━━━ TEXT PROVIDED
RegSol Blog


Data Subject Access Requests

May 2020

Do the timelines for responding to GDPR data subject requests still apply where an organisation is temporarily closed or capacity to handle requests is curtailed because of COVID-19? (25 March 2020).

The Data Protection Commission acknowledges the significant impact of the Covid-19 health crisis which may affect organisations’ ability to action GDPR requests from individuals, such as access requests. While the timelines for responding to requests from individuals are set down in law in the GDPR and can’t be changed, the DPC has said that it recognises that unavoidable delays may arise as a direct result of the impacts of COVID-19.

Any organisation experiencing difficulties in responding to requests should, where possible, communicate with the individuals concerned about the handling of their request, including any extension to the period for responding and the reasons for the delay in responding. The GDPR provides for an extension of two months to respond to a request where necessary taking into account the complexity and number of requests.

Organisations experiencing difficulties in actioning requests should also consider whether it is possible to respond to requests in stages. For example, an organisation whose staff are working remotely may have difficulties in accessing hard copy records. In this case, it may be possible to provide the requester with electronic records, with hard copies provided at a later stage. Again, organisations should communicate clearly with the individuals concerned. Organisations may also want to engage with individuals in order to ensure that the request is as specific as possible in relation to the personal data sought.

Where an organisation, due to the impact of COVID-19, cannot respond to a request in full or in part within the statutory timelines, they remain under an obligation to do so and should ensure that the request is actioned as soon as possible. For accountability and transparency purposes, the reasons for not complying with the timelines should be documented by the organisation and clearly communicated to the affected individuals.

While the statutory obligations cannot be waived, should a complaint be made to the DPC, the facts of each case including any organisation specific extenuating circumstances will be fully taken into account.
━━━━━━
━━━ DATA EXTRACTS
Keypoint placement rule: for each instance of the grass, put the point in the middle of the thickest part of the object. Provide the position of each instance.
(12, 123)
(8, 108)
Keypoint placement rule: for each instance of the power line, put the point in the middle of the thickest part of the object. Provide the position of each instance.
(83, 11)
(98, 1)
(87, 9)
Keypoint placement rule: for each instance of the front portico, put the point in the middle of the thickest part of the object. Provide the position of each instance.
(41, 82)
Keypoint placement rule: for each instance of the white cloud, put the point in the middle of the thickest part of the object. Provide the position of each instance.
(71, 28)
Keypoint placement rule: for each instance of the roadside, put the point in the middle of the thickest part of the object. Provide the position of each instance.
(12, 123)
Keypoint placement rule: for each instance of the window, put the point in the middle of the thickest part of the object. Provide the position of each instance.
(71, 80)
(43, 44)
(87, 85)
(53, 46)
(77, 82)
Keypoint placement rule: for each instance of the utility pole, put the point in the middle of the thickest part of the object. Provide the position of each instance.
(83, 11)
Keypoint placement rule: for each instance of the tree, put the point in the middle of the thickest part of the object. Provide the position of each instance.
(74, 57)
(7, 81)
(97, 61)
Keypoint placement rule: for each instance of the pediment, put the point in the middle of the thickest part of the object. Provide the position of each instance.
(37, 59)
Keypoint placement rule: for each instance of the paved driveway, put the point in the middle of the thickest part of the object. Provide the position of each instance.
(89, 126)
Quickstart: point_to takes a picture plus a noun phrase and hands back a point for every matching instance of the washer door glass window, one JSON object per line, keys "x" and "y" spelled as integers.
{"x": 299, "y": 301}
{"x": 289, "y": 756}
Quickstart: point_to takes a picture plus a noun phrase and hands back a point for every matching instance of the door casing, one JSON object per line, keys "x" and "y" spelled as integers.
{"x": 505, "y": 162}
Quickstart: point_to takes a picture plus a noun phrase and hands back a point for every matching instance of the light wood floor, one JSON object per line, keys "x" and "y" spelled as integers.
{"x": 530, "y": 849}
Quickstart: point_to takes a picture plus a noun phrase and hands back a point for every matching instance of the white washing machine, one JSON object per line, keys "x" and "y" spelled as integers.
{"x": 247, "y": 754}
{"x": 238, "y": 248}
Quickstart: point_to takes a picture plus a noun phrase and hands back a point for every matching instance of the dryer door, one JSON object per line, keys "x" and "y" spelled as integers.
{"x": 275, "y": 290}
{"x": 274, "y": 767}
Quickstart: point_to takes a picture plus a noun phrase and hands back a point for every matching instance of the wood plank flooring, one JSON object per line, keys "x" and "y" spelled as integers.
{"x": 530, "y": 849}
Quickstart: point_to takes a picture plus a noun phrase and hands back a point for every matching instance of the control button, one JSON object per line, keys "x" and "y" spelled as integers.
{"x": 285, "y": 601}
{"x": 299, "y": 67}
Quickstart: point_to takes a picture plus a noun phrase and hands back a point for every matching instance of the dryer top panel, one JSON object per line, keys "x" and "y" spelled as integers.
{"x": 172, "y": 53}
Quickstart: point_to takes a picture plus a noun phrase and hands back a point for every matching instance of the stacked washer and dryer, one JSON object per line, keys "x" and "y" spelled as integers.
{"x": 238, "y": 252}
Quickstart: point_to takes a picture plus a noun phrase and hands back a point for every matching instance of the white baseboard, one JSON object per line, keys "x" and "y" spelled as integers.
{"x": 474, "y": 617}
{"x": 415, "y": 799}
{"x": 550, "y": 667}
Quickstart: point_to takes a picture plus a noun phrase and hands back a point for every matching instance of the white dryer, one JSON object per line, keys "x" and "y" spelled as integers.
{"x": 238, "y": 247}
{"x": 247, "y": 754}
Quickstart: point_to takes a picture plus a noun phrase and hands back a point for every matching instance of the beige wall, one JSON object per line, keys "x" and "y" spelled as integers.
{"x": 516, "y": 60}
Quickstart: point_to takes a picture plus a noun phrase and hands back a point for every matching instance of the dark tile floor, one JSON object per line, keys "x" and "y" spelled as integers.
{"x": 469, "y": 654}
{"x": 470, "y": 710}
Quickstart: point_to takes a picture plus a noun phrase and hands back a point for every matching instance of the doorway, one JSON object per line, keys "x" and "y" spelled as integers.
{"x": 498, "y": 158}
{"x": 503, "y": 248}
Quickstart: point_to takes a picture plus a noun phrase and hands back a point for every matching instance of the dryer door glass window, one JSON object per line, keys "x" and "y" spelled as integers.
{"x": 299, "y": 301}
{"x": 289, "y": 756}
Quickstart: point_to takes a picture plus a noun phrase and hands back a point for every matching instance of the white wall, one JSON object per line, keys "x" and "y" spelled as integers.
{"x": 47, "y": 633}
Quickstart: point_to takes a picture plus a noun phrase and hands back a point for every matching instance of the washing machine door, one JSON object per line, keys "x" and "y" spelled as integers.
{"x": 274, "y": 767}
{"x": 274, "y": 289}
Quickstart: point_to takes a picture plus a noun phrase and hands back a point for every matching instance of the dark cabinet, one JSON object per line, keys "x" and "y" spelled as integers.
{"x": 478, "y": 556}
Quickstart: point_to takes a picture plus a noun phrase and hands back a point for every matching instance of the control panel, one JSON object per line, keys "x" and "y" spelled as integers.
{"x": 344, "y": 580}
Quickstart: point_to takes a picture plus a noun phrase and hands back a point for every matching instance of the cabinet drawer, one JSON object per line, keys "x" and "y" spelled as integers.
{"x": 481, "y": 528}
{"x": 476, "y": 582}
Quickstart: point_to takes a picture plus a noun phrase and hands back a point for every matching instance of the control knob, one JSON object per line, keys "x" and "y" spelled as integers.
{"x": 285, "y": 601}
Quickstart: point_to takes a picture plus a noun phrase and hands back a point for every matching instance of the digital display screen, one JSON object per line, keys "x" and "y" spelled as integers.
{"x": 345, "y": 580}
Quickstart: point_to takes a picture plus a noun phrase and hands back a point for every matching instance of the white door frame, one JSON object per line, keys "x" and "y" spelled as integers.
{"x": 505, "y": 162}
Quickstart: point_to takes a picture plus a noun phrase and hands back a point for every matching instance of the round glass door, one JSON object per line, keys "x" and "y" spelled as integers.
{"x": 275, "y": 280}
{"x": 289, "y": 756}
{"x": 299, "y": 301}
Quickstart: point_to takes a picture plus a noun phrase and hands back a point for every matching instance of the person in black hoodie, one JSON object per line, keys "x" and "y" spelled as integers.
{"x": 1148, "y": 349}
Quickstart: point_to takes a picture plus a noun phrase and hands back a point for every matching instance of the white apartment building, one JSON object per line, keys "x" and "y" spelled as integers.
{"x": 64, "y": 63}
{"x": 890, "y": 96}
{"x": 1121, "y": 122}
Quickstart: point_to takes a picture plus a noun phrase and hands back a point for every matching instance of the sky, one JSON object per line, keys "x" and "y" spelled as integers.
━━━━━━
ASSIGNED TASK 1.
Reproduce the stretch of the blog post on data subject access requests from "The Data Protection" through "impacts of COVID-19.".
ASSIGNED TASK 2.
Using the blog post on data subject access requests, state whether each statement agrees with it, answering yes or no and quoting the deciding words: (a) The GDPR allows a two-month extension for responding to a request in some circumstances. (b) The Data Protection Commission has said that the statutory obligations may be waived because of COVID-19. (c) An organization with staff working remotely may provide electronic records first and hard copies later.

ANSWER 1.
The Data Protection Commission acknowledges the significant impact of the Covid-19 health crisis which may affect organisations’ ability to action GDPR requests from individuals, such as access requests. While the timelines for responding to requests from individuals are set down in law in the GDPR and can’t be changed, the DPC has said that it recognises that unavoidable delays may arise as a direct result of the impacts of COVID-19.

ANSWER 2.
(a) Yes: "The GDPR provides for an extension of two months to respond to a request where necessary taking into account the complexity and number of requests."
(b) No: "While the statutory obligations cannot be waived"
(c) Yes: "it may be possible to provide the requester with electronic records, with hard copies provided at a later stage."